The opposite of Austrian Economics is not Keynesian, its Modern Monetary Theory (MMT).
Outlined below are the key understandings of MMT and how it works.
1. Money Is Not A Commodity But Rather A Tool Of The State
The starting point of MMT as a philosophy is on the creation of money itself. Whereas the Austrian school notes that money was formed naturally through history as a lubricant for barter, MMT instead argues that money is a tax liability built on credit which is imposed by the state and spent out into the economy.
MMT builds on the idea of the State Theory Of Money and it is the only the state – not the market - that gives value to a currency. From this framework, money must first be spent into the economy by with government, then collected by state in the form of taxes.
Because money is a product of the state, and people will always use the state’s money because of their tax liability, a government is fundamentally different to a household.
Governments don’t have to worry about “living below their means” because they are the currency issuers not the currency users.
2. Government Deficit is Private Sector Surplus
“Deficits are almost always seen in a bad light, and I would like to change that” Stephanie Kelton
MMT will point out that a deficit to the government is just a surplus to the private sector. Therefore, it’s not the deficit itself that is an issue but where the money is going. Kelton will point out that tax cuts favour the wealthy whereas infrastructure projects help all. But overall, the idea is that government spending into the economy helps the private sector flourish.

> **Data section**:
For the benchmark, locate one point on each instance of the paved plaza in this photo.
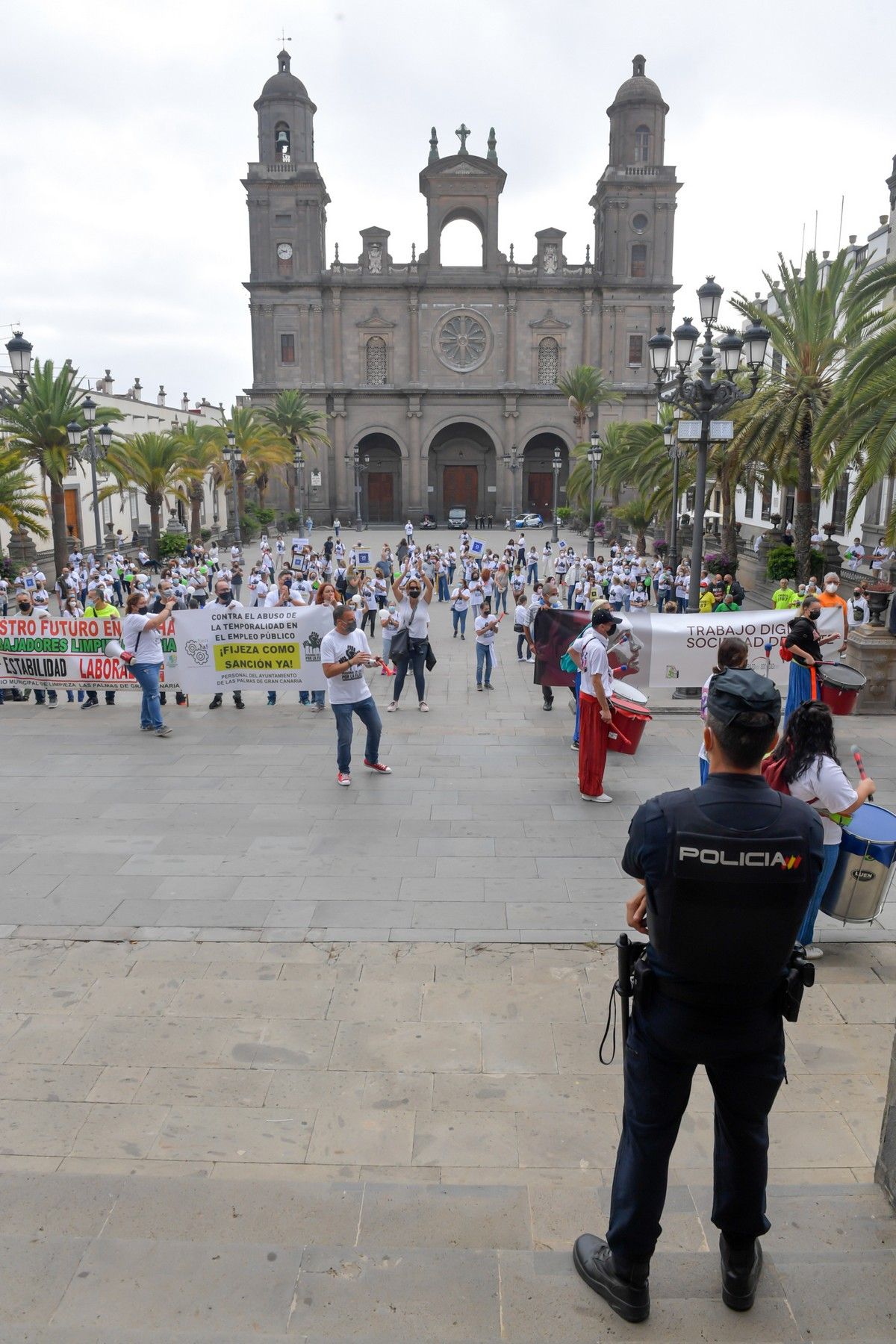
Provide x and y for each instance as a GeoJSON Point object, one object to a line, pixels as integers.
{"type": "Point", "coordinates": [281, 1061]}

> **What to do**:
a) Can you transcribe the Modern Monetary Theory passage, everything from "Governments don’t have" down to "private sector flourish."?
b) Could you go on with the Modern Monetary Theory passage, picking up right after its last sentence?

> **Results**:
a)
Governments don’t have to worry about “living below their means” because they are the currency issuers not the currency users.
2. Government Deficit is Private Sector Surplus
“Deficits are almost always seen in a bad light, and I would like to change that” Stephanie Kelton
MMT will point out that a deficit to the government is just a surplus to the private sector. Therefore, it’s not the deficit itself that is an issue but where the money is going. Kelton will point out that tax cuts favour the wealthy whereas infrastructure projects help all. But overall, the idea is that government spending into the economy helps the private sector flourish.

b)
Watch her Ted Talk here : https://www.youtube.com/watch?v=FATQ0Yf0Fhc&t=610s
3. Resources are finite, NOT money
Since state’s can print its own currency, the age-old question of funding projects no longer applies. The question instead becomes ‘do we have the real resources to achieve this?’
Using Victoria’s Big Build as an example, the government doesn’t have to worry about the $90 billion cost to taxpayers. Rather, the Allen government’s only concern is whether they can source enough labour and materials to build the project without stifling the private sector.
Since are economy is perpetually underutilised, being unemployment and idle assets, MMT is a theory of utilising this. If the government pays too much and bids up the prices and causes inflation, they will subsequently increase taxes and take out the excess savings.
The Austrian Rebuttal
The Model Is Happily Built On Coercion
For one to have the opinion that money is built on the tax liability to the state, you must at some level be comfortable with coercion.
Those who are sympathetic MMT won’t even dispute this, but rather explain this is how societies fundamentally operate. Austrian Economics and laissez-faire capitalism on the other hand are developed through voluntary exchange and human action.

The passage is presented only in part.